=== Pointing dataset excerpts ===
- - - - - - -
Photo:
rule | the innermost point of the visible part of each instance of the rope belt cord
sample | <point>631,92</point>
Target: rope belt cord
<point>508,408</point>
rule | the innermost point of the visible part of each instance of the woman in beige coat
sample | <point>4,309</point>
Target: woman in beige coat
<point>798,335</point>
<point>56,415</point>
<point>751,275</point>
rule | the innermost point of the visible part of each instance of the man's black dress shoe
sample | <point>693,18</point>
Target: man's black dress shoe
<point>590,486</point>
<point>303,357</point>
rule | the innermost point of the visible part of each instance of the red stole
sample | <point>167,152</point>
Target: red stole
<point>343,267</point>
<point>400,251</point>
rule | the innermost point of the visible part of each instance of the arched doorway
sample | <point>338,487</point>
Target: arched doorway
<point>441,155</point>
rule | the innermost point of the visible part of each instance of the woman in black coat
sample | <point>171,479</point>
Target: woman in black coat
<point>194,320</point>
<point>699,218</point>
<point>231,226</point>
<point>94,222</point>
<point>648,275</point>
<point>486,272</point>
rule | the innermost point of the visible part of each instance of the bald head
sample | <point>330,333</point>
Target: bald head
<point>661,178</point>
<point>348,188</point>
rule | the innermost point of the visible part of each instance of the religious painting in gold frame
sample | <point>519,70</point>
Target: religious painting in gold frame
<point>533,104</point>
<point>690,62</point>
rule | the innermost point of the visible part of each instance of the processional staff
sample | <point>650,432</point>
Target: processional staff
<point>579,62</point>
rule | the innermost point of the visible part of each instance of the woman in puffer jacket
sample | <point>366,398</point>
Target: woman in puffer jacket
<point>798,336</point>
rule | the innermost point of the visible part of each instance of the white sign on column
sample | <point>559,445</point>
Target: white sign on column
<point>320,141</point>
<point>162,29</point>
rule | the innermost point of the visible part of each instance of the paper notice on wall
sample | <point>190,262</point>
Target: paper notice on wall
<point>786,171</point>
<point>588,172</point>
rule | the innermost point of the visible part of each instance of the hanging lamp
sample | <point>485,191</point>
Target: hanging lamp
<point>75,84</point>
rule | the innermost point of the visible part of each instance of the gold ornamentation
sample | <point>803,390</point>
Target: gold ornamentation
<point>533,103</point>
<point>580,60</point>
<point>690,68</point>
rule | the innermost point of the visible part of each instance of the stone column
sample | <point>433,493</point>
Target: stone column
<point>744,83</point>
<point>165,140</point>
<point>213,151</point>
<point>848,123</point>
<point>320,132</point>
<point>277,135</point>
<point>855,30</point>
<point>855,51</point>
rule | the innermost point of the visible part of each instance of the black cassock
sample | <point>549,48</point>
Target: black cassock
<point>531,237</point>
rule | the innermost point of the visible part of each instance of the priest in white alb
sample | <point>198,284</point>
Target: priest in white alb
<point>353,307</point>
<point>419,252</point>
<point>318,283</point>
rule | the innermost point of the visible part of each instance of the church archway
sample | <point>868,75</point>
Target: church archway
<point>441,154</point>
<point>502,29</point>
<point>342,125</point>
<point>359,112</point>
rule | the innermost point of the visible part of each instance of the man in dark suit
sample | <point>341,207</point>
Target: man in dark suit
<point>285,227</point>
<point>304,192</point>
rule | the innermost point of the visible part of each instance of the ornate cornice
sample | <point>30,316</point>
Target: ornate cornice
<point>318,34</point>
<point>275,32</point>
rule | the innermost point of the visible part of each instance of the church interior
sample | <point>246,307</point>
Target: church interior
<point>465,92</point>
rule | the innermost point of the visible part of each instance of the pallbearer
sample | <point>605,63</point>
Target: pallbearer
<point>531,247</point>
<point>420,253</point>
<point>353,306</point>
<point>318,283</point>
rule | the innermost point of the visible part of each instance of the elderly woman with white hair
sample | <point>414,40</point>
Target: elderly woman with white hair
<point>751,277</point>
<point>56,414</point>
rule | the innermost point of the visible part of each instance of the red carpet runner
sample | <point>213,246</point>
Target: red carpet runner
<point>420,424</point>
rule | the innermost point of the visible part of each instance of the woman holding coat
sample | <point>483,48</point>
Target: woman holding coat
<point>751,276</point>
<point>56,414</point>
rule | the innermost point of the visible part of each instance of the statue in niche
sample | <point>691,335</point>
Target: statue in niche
- - - - - - -
=== Work to be completed ===
Turn all the rows above into a numbered list, one line per item, and leave out any blank lines.

=== Output of the exercise ===
1. Photo:
2. rule | the innermost point of the visible part of each instance of the rope belt cord
3. sample | <point>631,92</point>
4. Target: rope belt cord
5. <point>508,408</point>
6. rule | the innermost point of the visible part of each instance of the woman in beige coat
7. sample | <point>4,309</point>
8. Target: woman in beige coat
9. <point>798,335</point>
10. <point>56,415</point>
11. <point>751,275</point>
12. rule | the innermost point of the visible part of each instance of the man's black dress shoe
13. sample | <point>693,18</point>
14. Target: man's black dress shoe
15. <point>590,486</point>
16. <point>303,357</point>
17. rule | the innermost point of the visible part of each instance of the red stole
18. sample | <point>167,152</point>
19. Target: red stole
20. <point>343,267</point>
21. <point>400,251</point>
22. rule | the innermost point of the visible part of each instance of the arched doorway
23. sample | <point>338,487</point>
24. Target: arched doorway
25. <point>441,155</point>
26. rule | the innermost point of the visible part of each instance of the woman in black coat
27. sample | <point>171,479</point>
28. Target: woman in black coat
29. <point>194,320</point>
30. <point>699,218</point>
31. <point>231,226</point>
32. <point>94,222</point>
33. <point>648,275</point>
34. <point>486,272</point>
35. rule | the innermost point of the visible part of each instance of the bald head
36. sample | <point>330,333</point>
37. Target: bald head
38. <point>661,178</point>
39. <point>348,188</point>
40. rule | the innermost point of the visible part of each instance of the religious painting in gold frame
41. sample | <point>519,70</point>
42. Target: religious painting in gold frame
43. <point>533,104</point>
44. <point>690,62</point>
45. rule | the innermost point of the visible part of each instance of the processional staff
46. sample | <point>650,432</point>
47. Target: processional staff
48. <point>579,62</point>
49. rule | the innermost point of the visible part of each instance of the woman in puffer jacket
50. sample | <point>366,398</point>
51. Target: woman in puffer jacket
52. <point>798,336</point>
53. rule | the innermost point of the visible part of each instance of the white sign on column
54. sample | <point>559,445</point>
55. Target: white sign on column
56. <point>320,141</point>
57. <point>162,29</point>
58. rule | the innermost point of the visible part of each instance of the paper notice on wall
59. sample | <point>190,262</point>
60. Target: paper notice on wall
61. <point>786,171</point>
62. <point>588,172</point>
63. rule | the innermost point of the visible part of each instance of the hanging lamp
64. sample | <point>485,191</point>
65. Target: hanging lamp
66. <point>75,84</point>
67. rule | the innermost point of the visible part of each instance of the gold ornamentation
68. sample | <point>803,390</point>
69. Target: gold ornamentation
70. <point>533,103</point>
71. <point>580,60</point>
72. <point>690,68</point>
73. rule | the innermost point of the visible part of each instance of the stone column
74. sample | <point>433,493</point>
75. Target: stone column
76. <point>744,83</point>
77. <point>165,140</point>
78. <point>213,151</point>
79. <point>848,123</point>
80. <point>320,132</point>
81. <point>277,135</point>
82. <point>855,30</point>
83. <point>855,51</point>
84. rule | the innermost point of the visible part of each instance of the black cassock
85. sample | <point>549,48</point>
86. Target: black cassock
87. <point>531,237</point>
88. rule | the innermost point of the visible part of each instance of the priest in white alb
89. sample | <point>198,284</point>
90. Target: priest in white alb
91. <point>353,307</point>
92. <point>419,252</point>
93. <point>318,283</point>
94. rule | the innermost point of the visible part of each instance of the church archway
95. sample | <point>868,75</point>
96. Target: church archway
97. <point>441,154</point>
98. <point>502,29</point>
99. <point>342,125</point>
100. <point>359,112</point>
101. rule | the innermost point of the visible part of each instance of the man in dark suit
102. sample | <point>341,207</point>
103. Target: man in dark suit
104. <point>285,227</point>
105. <point>304,192</point>
106. rule | the innermost point of the visible part of each instance of the ornate cornice
107. sample | <point>30,316</point>
108. Target: ornate cornice
109. <point>318,34</point>
110. <point>275,32</point>
111. rule | the innermost point of the visible part of each instance of the church interior
112. sample | <point>246,307</point>
113. Target: church interior
114. <point>465,92</point>
115. rule | the innermost point of the visible part of each instance of the pallbearer
116. sample | <point>605,63</point>
117. Target: pallbearer
118. <point>531,247</point>
119. <point>420,253</point>
120. <point>353,306</point>
121. <point>318,283</point>
122. rule | the innermost point of the visible part of each instance of the elderly woman with white hair
123. sample | <point>414,40</point>
124. Target: elderly woman with white hair
125. <point>751,277</point>
126. <point>56,414</point>
127. rule | the innermost point of the visible part of each instance of the red carpet runner
128. sample | <point>213,246</point>
129. Target: red carpet runner
130. <point>420,424</point>
131. rule | the innermost point of the visible part of each instance of the woman holding coat
132. sample | <point>483,48</point>
133. Target: woman holding coat
134. <point>751,276</point>
135. <point>56,414</point>
136. rule | the innermost point of the visible part of each instance of the statue in niche
137. sample | <point>691,335</point>
138. Target: statue in niche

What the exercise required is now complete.